#### [Task to complete]
Rewrite the Form 8-K from "Pre-commencement communications pursuant to Rule 14d-2(b)" to "(17 CFR 240.13e-4(c))", swapping "communications" for "notices".

#### [Supplied passage]
○ ○ ○ ○ ○

September 7, 2016 9:19 AM EDT

 



UNITED STATES

SECURITIES AND EXCHANGE COMMISSION

Washington, D.C. 20549

 

____________________

 

FORM 8-K

____________________

 

 

CURRENT REPORT

Pursuant to Section 13 or 15(d) of the Securities and Exchange Act of 1934

 

Date of Report (Date of earliest event reported): September 7, 2016 (September 7, 2016)

 

____________________

 

 

GRAY TELEVISION, INC.

(Exact Name of Registrant as Specified in Its Charter)

 

Georgia

(State or Other Jurisdiction

of Incorporation)

001-13796

(Commission File Number)

58-0285030

(IRS Employer

Identification No.)

     
 

4370 Peachtree Road, NE, Atlanta, GA 30319

(Address of Principal Executive Office)

 

 

Registrant’s telephone number, including area code (404) 504 - 9828

 

(Former Name or Former Address, if Changed Since Last Report)

 

Check the appropriate box below if the Form 8-K filing is intended to simultaneously satisfy the filing obligation of the registrant under any of the following provisions:

 

Written communications pursuant to Rule 425 under the Securities Act (17 CFR 230.425)

 

Soliciting material pursuant to Rule 14a-12 under the Exchange Act (17 CFR 240.14a-12)

 

Pre-commencement communications pursuant to Rule 14d-2(b) under the Exchange Act (17 CFR 240.14d-2(b))

 

Pre-commencement communications pursuant to Rule 13e-4(c) under the Exchange Act (17 CFR 240.13e-4(c))

 

 



 

 
 

 

 

Item 8.01. Other Events.

 

On September 7, 2016, Gray Television, Inc. (the “Company”) issued a press release (the “Launch Press Release”) announcing that it has commenced an offering of $525.0 million in aggregate principal amount of senior notes due 2024 (the “2024 Notes”) and $200.0 million in aggregate principal amount of additional 5.875% senior notes due 2026 (together with the 2024 Notes, the “Notes”), pursuant to an exemption from the registration requirements under the Securities Act of 1933. The Notes will be the Company’s senior unsecured obligations and will be guaranteed by all of the Company’s existing, and certain future, subsidiaries.

 

The Company intends to use the proceeds from the offering of the Notes and cash on hand to complete a cash tender offer (the “Tender Offer”) for any and all of the Company’s outstanding $675.0 million aggregate principal amount 7½% Senior Notes due 2020 (the “2020 Notes”). The Company also intends to use any remaining proceeds to redeem any 2020 Notes that remain outstanding after the completion of the Tender Offer. The consummation of the offering of Notes is conditioned upon customary closing conditions.

 

A copy of the Launch Press Release is attached hereto as Exhibit 99.1 and is incorporated by reference herein.

○ ○ ○ ○ ○

#### [Records shown]
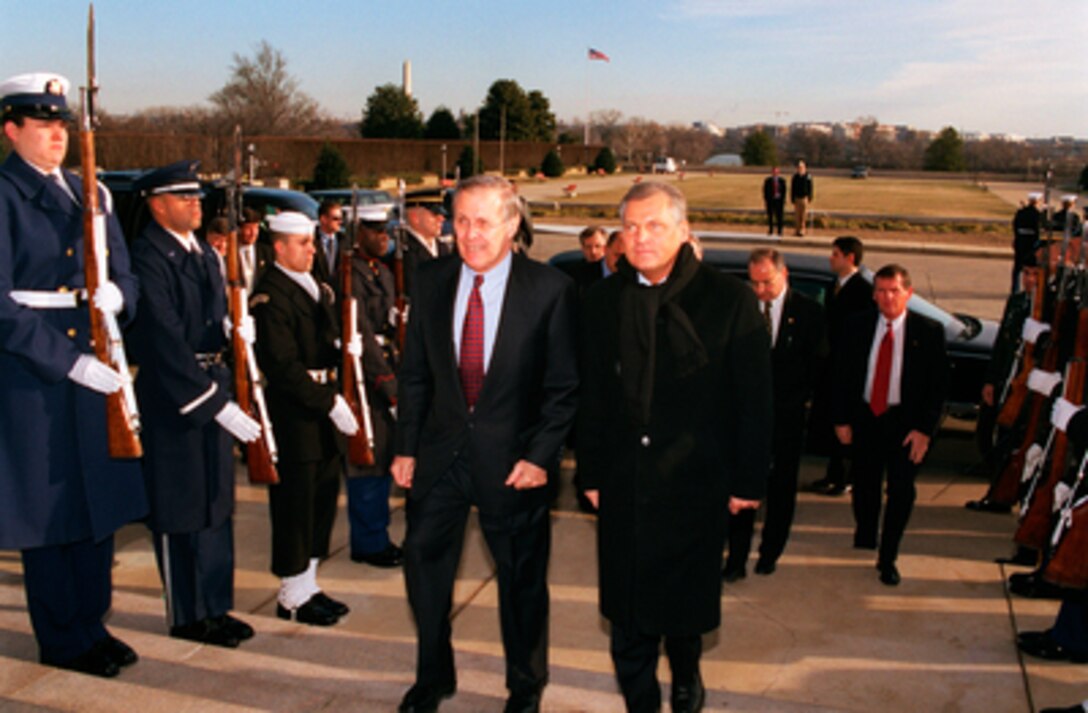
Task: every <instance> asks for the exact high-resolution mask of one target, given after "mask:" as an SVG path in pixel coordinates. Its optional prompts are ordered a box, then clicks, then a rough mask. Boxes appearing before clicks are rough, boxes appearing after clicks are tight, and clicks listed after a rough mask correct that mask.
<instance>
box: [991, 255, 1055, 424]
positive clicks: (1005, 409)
mask: <svg viewBox="0 0 1088 713" xmlns="http://www.w3.org/2000/svg"><path fill="white" fill-rule="evenodd" d="M1025 269H1030V270H1035V272H1036V279H1035V291H1034V292H1033V294H1031V319H1034V320H1036V321H1042V308H1043V302H1044V300H1046V295H1047V281H1046V279H1044V276H1043V274H1042V270H1039V269H1036V268H1025ZM1034 368H1035V344H1025V345H1024V356H1023V357H1022V359H1021V368H1019V371H1017V372H1016V376H1015V377H1014V378H1013V381H1012V383H1011V384H1009V395H1007V396H1006V397H1005V401H1004V403H1002V404H1001V410H1000V411H999V413H998V425H999V426H1002V427H1004V428H1012V427H1013V425H1014V423H1016V420H1017V419H1018V418H1019V415H1021V411H1023V410H1024V402H1025V399H1026V398H1027V394H1028V391H1027V377H1028V374H1029V373H1031V369H1034Z"/></svg>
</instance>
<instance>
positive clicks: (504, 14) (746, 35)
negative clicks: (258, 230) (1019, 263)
mask: <svg viewBox="0 0 1088 713" xmlns="http://www.w3.org/2000/svg"><path fill="white" fill-rule="evenodd" d="M95 12H96V17H97V23H98V75H99V83H100V84H101V87H102V89H101V95H100V98H101V99H100V100H101V106H102V107H103V108H104V109H107V110H108V111H111V112H114V113H129V112H133V111H136V110H139V109H145V108H150V107H162V106H190V105H201V103H206V102H207V98H208V96H209V95H210V94H211V93H212V91H214V90H215V89H218V88H219V87H221V86H222V85H223V84H224V83H225V82H226V81H227V78H228V76H230V69H231V65H232V62H233V57H234V54H235V53H240V54H243V56H252V54H254V51H255V49H256V47H257V45H258V44H259V42H260V41H261V40H262V39H263V40H268V41H269V42H270V44H271V45H272V46H273V47H275V48H276V49H279V50H281V51H282V52H283V53H284V56H285V57H286V59H287V67H288V71H289V72H290V73H292V74H293V75H294V76H295V78H297V79H298V82H299V84H300V88H301V90H302V91H305V93H307V94H308V95H310V96H311V97H313V98H314V99H317V101H318V102H319V103H320V105H321V106H322V107H323V108H324V109H325V110H326V111H327V112H329V113H330V114H332V115H334V116H337V118H343V119H345V120H357V119H358V118H359V116H360V111H361V108H362V107H363V106H364V103H366V99H367V97H368V96H369V95H370V94H371V93H372V91H373V89H374V87H375V86H379V85H382V84H386V83H390V82H393V83H396V84H399V83H400V73H401V64H403V62H404V61H405V60H410V61H411V64H412V89H413V95H415V96H416V98H417V99H418V100H419V103H420V108H421V109H422V110H423V113H424V116H425V115H429V114H430V113H431V111H433V110H434V109H435V107H437V106H440V105H444V106H446V107H448V108H450V109H452V110H453V111H454V113H457V111H459V110H461V109H463V110H466V111H473V110H474V109H475V108H477V107H479V105H480V103H481V101H482V100H483V97H484V96H485V94H486V91H487V87H489V86H491V84H492V82H494V81H495V79H498V78H511V79H515V81H517V82H518V83H519V84H520V85H521V86H522V87H524V88H526V89H527V90H529V89H540V90H541V91H543V93H544V95H545V96H547V97H548V98H549V99H551V101H552V109H553V111H555V112H556V114H557V115H558V118H559V119H560V120H574V119H581V118H583V116H584V115H585V114H586V113H588V112H590V111H597V110H605V109H615V110H619V111H620V112H622V114H623V116H625V118H633V116H641V118H644V119H651V120H654V121H658V122H663V123H682V124H690V123H691V122H693V121H707V122H714V123H716V124H718V125H721V126H732V125H739V124H749V123H754V122H769V123H791V122H798V121H852V120H854V119H857V118H860V116H871V118H876V119H877V120H879V121H880V122H882V123H888V124H910V125H912V126H915V127H917V128H926V130H939V128H941V127H942V126H947V125H951V126H954V127H956V128H957V130H960V131H964V132H985V133H1007V134H1015V135H1021V136H1028V137H1034V136H1038V137H1042V136H1051V135H1074V136H1078V137H1081V138H1086V137H1088V115H1086V114H1088V64H1086V58H1088V42H1086V41H1085V39H1084V38H1085V29H1086V28H1088V0H1031V1H1028V2H1025V1H1024V0H1016V1H1014V0H910V2H906V1H903V0H894V1H893V0H887V1H886V0H869V1H866V0H824V1H819V0H775V1H774V2H756V1H755V0H657V1H645V2H644V1H642V0H623V1H619V0H616V1H605V0H579V1H569V0H535V1H520V0H505V1H496V0H458V2H440V1H431V2H425V1H421V0H383V1H381V2H371V1H369V0H354V1H349V0H330V1H327V2H320V1H317V0H313V1H310V2H299V1H298V0H294V1H290V2H287V1H285V0H263V1H258V0H218V1H214V2H213V1H210V0H171V1H165V0H98V1H97V2H96V3H95ZM86 15H87V3H86V2H83V1H82V0H79V1H76V0H0V75H2V77H0V79H2V78H7V77H8V76H11V75H13V74H20V73H23V72H30V71H37V70H49V71H55V72H60V73H62V74H64V75H66V76H67V77H69V78H70V79H72V82H73V85H74V86H78V85H79V84H82V83H83V76H84V74H85V72H86V70H85V66H84V59H85V50H84V38H85V24H86ZM591 47H592V48H594V49H597V50H599V51H602V52H604V53H606V54H607V56H608V57H609V58H610V61H609V62H602V61H592V62H591V61H590V60H588V59H586V52H588V49H589V48H591ZM76 96H77V95H76V94H75V90H73V93H72V95H71V97H70V98H71V99H72V100H73V101H75V100H76Z"/></svg>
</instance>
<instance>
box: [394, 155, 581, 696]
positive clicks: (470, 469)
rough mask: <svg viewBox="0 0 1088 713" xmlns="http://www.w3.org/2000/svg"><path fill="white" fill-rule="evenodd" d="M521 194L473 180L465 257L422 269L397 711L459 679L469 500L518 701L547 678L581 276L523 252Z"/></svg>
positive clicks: (509, 688) (513, 189)
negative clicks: (458, 566) (559, 527)
mask: <svg viewBox="0 0 1088 713" xmlns="http://www.w3.org/2000/svg"><path fill="white" fill-rule="evenodd" d="M518 224H519V207H518V196H517V194H516V193H515V190H514V188H512V186H511V185H510V183H509V182H507V181H505V180H504V179H499V177H496V176H484V175H481V176H473V177H472V179H469V180H467V181H463V182H461V184H460V185H459V187H458V190H457V197H456V199H455V201H454V230H455V233H456V235H457V250H458V254H459V257H458V258H454V257H450V258H446V259H441V260H434V261H432V262H428V263H426V265H423V266H421V267H420V269H419V280H418V283H417V285H416V294H415V296H413V297H415V298H413V303H412V310H411V318H410V319H409V324H408V341H407V345H406V347H405V354H404V361H403V364H401V367H400V372H399V374H398V379H399V385H400V389H399V394H398V396H399V397H398V414H397V416H398V419H399V422H398V428H397V433H396V453H397V456H396V457H395V458H394V460H393V467H392V470H393V477H394V478H395V479H396V481H397V483H398V484H399V485H400V487H401V488H405V489H407V490H408V506H407V514H408V534H407V537H406V539H405V546H404V550H405V581H406V585H407V589H408V601H409V603H410V604H411V610H412V615H413V616H415V619H416V627H417V631H418V659H417V665H416V684H415V685H413V686H412V687H411V688H410V689H409V690H408V692H407V694H406V696H405V697H404V700H403V701H401V703H400V708H399V710H400V711H404V712H408V711H411V712H419V711H434V710H436V708H437V705H438V702H440V701H441V700H442V699H443V698H446V697H449V696H452V694H453V693H454V691H455V690H456V687H457V683H456V672H455V669H454V651H453V647H452V644H450V626H449V612H450V607H452V597H453V585H454V578H455V575H456V571H457V563H458V561H459V560H460V554H461V546H462V542H463V534H465V526H466V520H467V518H468V514H469V508H470V507H471V506H473V505H475V506H477V507H478V508H479V513H480V527H481V529H482V530H483V534H484V538H485V540H486V541H487V546H489V549H490V550H491V553H492V556H493V557H494V560H495V565H496V567H497V569H498V611H499V617H500V619H502V630H503V648H504V651H505V652H506V686H507V688H508V689H509V691H510V696H509V698H508V700H507V703H506V709H505V710H506V711H509V712H512V711H537V710H539V709H540V698H541V692H542V690H543V687H544V685H545V683H546V681H547V628H548V624H547V610H548V594H547V583H546V573H547V561H548V540H549V521H548V499H547V494H548V493H547V489H546V488H545V485H546V484H547V482H548V479H549V478H554V477H555V476H556V475H557V472H558V465H559V451H560V448H561V446H562V443H564V439H565V438H566V435H567V431H568V429H569V428H570V425H571V421H572V420H573V417H574V408H576V391H577V388H578V373H577V369H578V367H577V362H578V359H577V353H576V332H577V325H576V322H577V312H576V309H577V295H576V291H574V285H573V284H572V283H571V282H570V280H568V279H567V278H566V276H565V275H564V274H562V273H560V272H559V271H557V270H554V269H552V268H549V267H547V266H544V265H541V263H539V262H533V261H531V260H529V259H528V258H526V257H524V256H522V255H520V254H519V255H516V254H514V251H512V245H514V237H515V234H516V233H517V231H518Z"/></svg>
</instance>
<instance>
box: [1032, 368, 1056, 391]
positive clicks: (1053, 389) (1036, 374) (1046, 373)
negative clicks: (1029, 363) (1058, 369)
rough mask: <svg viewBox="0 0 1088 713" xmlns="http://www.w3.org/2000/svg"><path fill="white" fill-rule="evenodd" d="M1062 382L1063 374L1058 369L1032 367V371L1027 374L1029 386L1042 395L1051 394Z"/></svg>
mask: <svg viewBox="0 0 1088 713" xmlns="http://www.w3.org/2000/svg"><path fill="white" fill-rule="evenodd" d="M1060 383H1062V374H1060V373H1058V372H1056V371H1042V370H1041V369H1031V373H1029V374H1027V388H1028V389H1030V390H1031V391H1034V392H1035V393H1037V394H1039V395H1042V396H1049V395H1050V394H1051V392H1053V391H1054V386H1056V385H1058V384H1060Z"/></svg>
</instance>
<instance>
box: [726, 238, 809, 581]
mask: <svg viewBox="0 0 1088 713" xmlns="http://www.w3.org/2000/svg"><path fill="white" fill-rule="evenodd" d="M749 281H750V283H751V285H752V288H753V291H754V292H755V295H756V297H757V298H758V299H759V309H761V311H762V312H763V315H764V321H765V322H766V323H767V330H768V331H769V332H770V341H771V352H770V357H771V376H772V382H774V394H775V399H774V411H775V435H774V447H772V450H771V453H772V455H771V468H770V478H769V480H768V481H767V509H766V514H765V516H764V524H763V539H762V540H761V542H759V560H758V562H757V563H756V565H755V571H756V574H757V575H769V574H771V573H774V571H775V568H776V564H777V562H778V558H779V557H780V556H781V554H782V551H783V550H784V549H786V541H787V540H788V539H789V537H790V527H791V525H792V524H793V513H794V511H795V508H796V501H798V471H799V469H800V467H801V450H802V445H803V444H804V428H805V413H806V411H805V409H806V405H807V402H808V397H809V396H811V395H812V392H813V386H814V385H815V384H816V380H817V378H818V377H819V376H820V374H821V373H823V369H824V360H825V359H826V358H827V341H826V337H825V333H824V332H825V330H824V325H825V318H824V310H823V309H820V306H819V305H818V304H817V303H816V302H815V300H813V299H811V298H808V297H806V296H805V295H803V294H801V293H799V292H795V291H793V290H790V288H789V271H788V270H787V268H786V260H784V259H782V255H781V254H780V253H779V251H778V250H776V249H774V248H757V249H755V250H752V254H751V256H750V257H749ZM754 523H755V511H753V509H745V511H741V512H740V513H738V514H737V515H735V516H733V517H731V518H730V519H729V558H728V561H727V562H726V566H725V569H724V573H722V576H724V577H725V579H726V581H735V580H738V579H741V578H743V577H744V575H745V563H746V562H747V556H749V552H750V550H751V548H752V530H753V528H754Z"/></svg>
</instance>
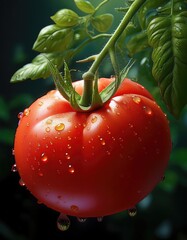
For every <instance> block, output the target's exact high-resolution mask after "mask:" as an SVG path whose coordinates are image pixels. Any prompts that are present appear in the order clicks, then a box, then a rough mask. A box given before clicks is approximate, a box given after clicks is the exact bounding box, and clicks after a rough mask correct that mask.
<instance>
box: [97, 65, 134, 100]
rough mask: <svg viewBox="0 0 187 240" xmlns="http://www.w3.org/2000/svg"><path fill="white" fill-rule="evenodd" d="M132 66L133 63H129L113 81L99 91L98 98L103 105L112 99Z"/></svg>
mask: <svg viewBox="0 0 187 240" xmlns="http://www.w3.org/2000/svg"><path fill="white" fill-rule="evenodd" d="M133 64H134V62H133V61H129V62H128V64H127V65H126V66H125V68H124V69H123V70H122V71H121V72H120V74H119V75H116V76H115V80H114V81H113V82H111V83H110V84H109V85H108V86H107V87H106V88H105V89H103V90H102V91H101V93H100V97H101V100H102V102H103V103H106V102H107V101H108V100H110V99H111V98H112V96H113V95H114V94H115V92H116V91H117V90H118V88H119V86H120V84H121V83H122V82H123V80H124V78H125V77H126V76H127V74H128V72H129V70H130V68H131V67H132V65H133Z"/></svg>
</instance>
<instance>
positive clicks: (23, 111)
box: [23, 108, 30, 116]
mask: <svg viewBox="0 0 187 240" xmlns="http://www.w3.org/2000/svg"><path fill="white" fill-rule="evenodd" d="M29 113H30V110H29V109H28V108H26V109H25V110H24V111H23V116H28V115H29Z"/></svg>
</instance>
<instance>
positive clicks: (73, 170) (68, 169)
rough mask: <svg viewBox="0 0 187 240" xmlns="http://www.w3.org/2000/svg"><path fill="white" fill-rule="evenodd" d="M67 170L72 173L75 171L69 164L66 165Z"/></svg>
mask: <svg viewBox="0 0 187 240" xmlns="http://www.w3.org/2000/svg"><path fill="white" fill-rule="evenodd" d="M68 171H69V173H72V174H73V173H74V172H75V169H74V168H73V167H72V165H71V164H69V166H68Z"/></svg>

○ ○ ○ ○ ○

#### [Completed task]
Pre-commencement notices pursuant to Rule 14d-2(b) under the Exchange Act (17 CFR 240.14d-2(b))

 

Pre-commencement notices pursuant to Rule 13e-4(c) under the Exchange Act (17 CFR 240.13e-4(c))